:: SUPPLIED MATERIAL ::

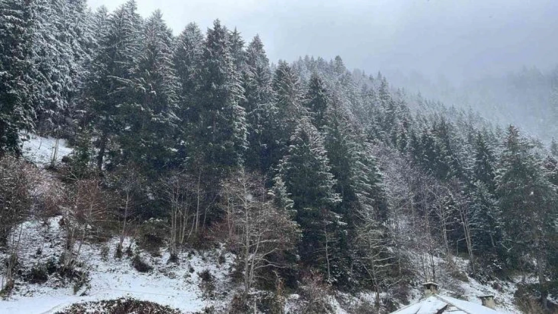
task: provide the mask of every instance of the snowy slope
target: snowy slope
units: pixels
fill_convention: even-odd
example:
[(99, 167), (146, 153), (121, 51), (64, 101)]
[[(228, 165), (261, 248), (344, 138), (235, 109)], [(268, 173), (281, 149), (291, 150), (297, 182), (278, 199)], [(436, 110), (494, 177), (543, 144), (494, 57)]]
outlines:
[(41, 137), (35, 134), (28, 134), (28, 136), (29, 139), (24, 139), (23, 142), (23, 157), (36, 165), (49, 165), (55, 152), (56, 162), (60, 162), (62, 157), (72, 152), (65, 139)]
[[(59, 257), (64, 239), (59, 220), (60, 217), (50, 219), (46, 225), (38, 221), (23, 224), (21, 259), (25, 268), (28, 269), (37, 263), (46, 263), (52, 257)], [(125, 247), (129, 244), (127, 242)], [(114, 257), (117, 243), (116, 238), (109, 242), (109, 250), (105, 258), (100, 253), (105, 244), (84, 244), (80, 260), (84, 263), (83, 270), (90, 273), (90, 287), (82, 288), (74, 294), (72, 285), (65, 285), (58, 278), (49, 279), (41, 284), (32, 284), (20, 279), (16, 283), (13, 295), (7, 300), (0, 300), (0, 314), (54, 313), (73, 303), (123, 296), (191, 313), (201, 311), (212, 305), (219, 307), (226, 304), (224, 301), (232, 294), (226, 292), (233, 290), (229, 286), (227, 278), (234, 257), (223, 253), (222, 249), (185, 252), (179, 256), (180, 265), (167, 264), (169, 255), (165, 251), (161, 251), (160, 257), (143, 255), (142, 257), (153, 267), (153, 270), (141, 273), (131, 265), (129, 258)], [(42, 252), (38, 255), (39, 248)], [(225, 262), (220, 264), (218, 260), (222, 254)], [(207, 298), (200, 287), (199, 273), (206, 269), (215, 278), (215, 294), (219, 296), (215, 299)], [(82, 293), (85, 295), (79, 296)]]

:::

YOUR GOAL :: Copy every row above character for character, leaving out the pictures.

WORKED SOLUTION ::
task: provide the mask of every instance of the snowy slope
target: snowy slope
units: pixels
fill_convention: even-odd
example:
[(99, 167), (146, 153), (121, 51), (64, 101)]
[[(228, 165), (261, 248), (344, 138), (235, 109)], [(268, 173), (281, 149), (291, 150), (297, 182), (278, 199)], [(436, 110), (494, 177), (543, 144), (494, 57)]]
outlines:
[(41, 137), (35, 134), (28, 134), (28, 136), (29, 139), (24, 139), (23, 142), (23, 157), (36, 165), (49, 165), (55, 152), (56, 162), (60, 162), (62, 157), (72, 152), (65, 139)]
[[(59, 257), (64, 239), (59, 220), (60, 217), (50, 219), (46, 225), (38, 221), (23, 224), (21, 259), (25, 268), (28, 269), (37, 263), (46, 263), (52, 257)], [(125, 247), (129, 244), (127, 242)], [(114, 257), (117, 243), (116, 238), (109, 242), (109, 250), (105, 258), (100, 253), (105, 244), (84, 244), (80, 260), (84, 263), (83, 270), (90, 273), (90, 287), (82, 288), (74, 294), (72, 285), (65, 285), (58, 278), (49, 279), (41, 284), (32, 284), (20, 279), (16, 283), (13, 295), (7, 300), (0, 300), (0, 314), (54, 313), (73, 303), (123, 296), (191, 313), (201, 311), (212, 305), (219, 307), (226, 304), (224, 301), (232, 294), (226, 292), (233, 290), (229, 286), (227, 278), (234, 257), (223, 253), (222, 249), (185, 252), (179, 256), (180, 265), (167, 264), (169, 255), (165, 251), (161, 251), (160, 257), (143, 255), (142, 257), (153, 267), (153, 270), (141, 273), (131, 265), (129, 258)], [(42, 252), (38, 255), (39, 248)], [(225, 262), (220, 264), (218, 260), (222, 254)], [(207, 298), (200, 287), (199, 273), (206, 269), (215, 278), (215, 294), (219, 296), (215, 299)], [(82, 293), (85, 295), (79, 296)]]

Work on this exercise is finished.